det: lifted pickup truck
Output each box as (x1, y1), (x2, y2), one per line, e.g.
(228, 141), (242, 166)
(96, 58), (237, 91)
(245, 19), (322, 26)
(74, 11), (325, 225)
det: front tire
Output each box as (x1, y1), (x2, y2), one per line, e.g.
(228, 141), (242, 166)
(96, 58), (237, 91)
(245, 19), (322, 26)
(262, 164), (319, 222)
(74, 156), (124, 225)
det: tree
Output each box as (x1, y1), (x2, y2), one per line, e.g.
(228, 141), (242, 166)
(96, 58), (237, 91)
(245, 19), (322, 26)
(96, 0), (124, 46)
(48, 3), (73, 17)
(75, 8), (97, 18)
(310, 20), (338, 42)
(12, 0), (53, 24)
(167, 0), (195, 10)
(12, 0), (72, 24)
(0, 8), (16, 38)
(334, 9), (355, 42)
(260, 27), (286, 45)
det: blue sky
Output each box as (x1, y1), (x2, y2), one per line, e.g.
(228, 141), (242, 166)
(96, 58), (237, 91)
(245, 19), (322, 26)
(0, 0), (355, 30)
::::::::
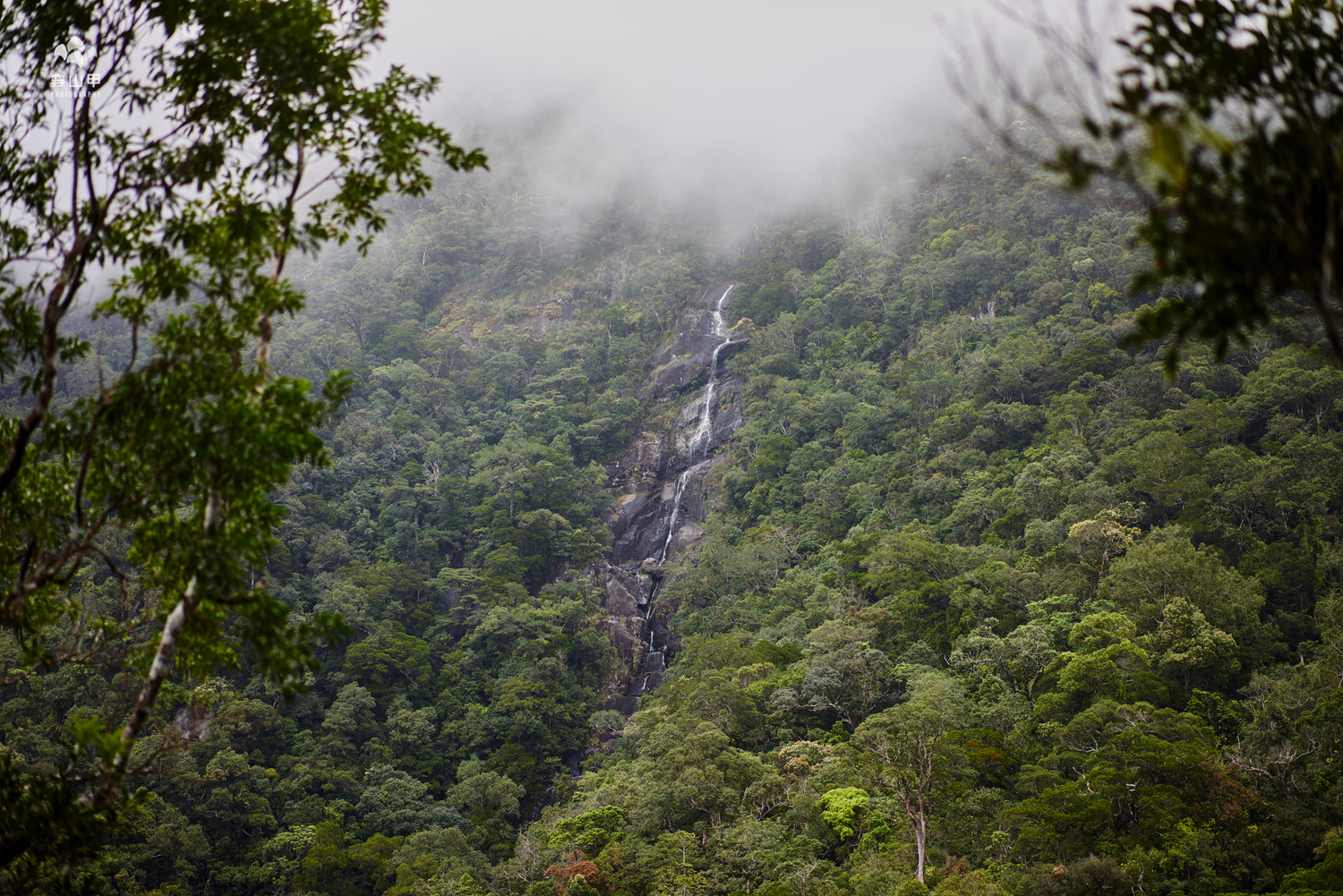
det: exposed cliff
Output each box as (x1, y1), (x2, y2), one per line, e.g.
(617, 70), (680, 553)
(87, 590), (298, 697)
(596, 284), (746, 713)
::::::::
### Exercise details
Reproduce the records verbatim from the line with "det: exposed cliff" through the line with "(596, 284), (746, 713)", including both of those lines.

### Solved problem
det: exposed cliff
Output each box as (x1, y1), (x2, y2), one per line, e.g.
(617, 70), (680, 553)
(87, 590), (298, 697)
(596, 284), (746, 713)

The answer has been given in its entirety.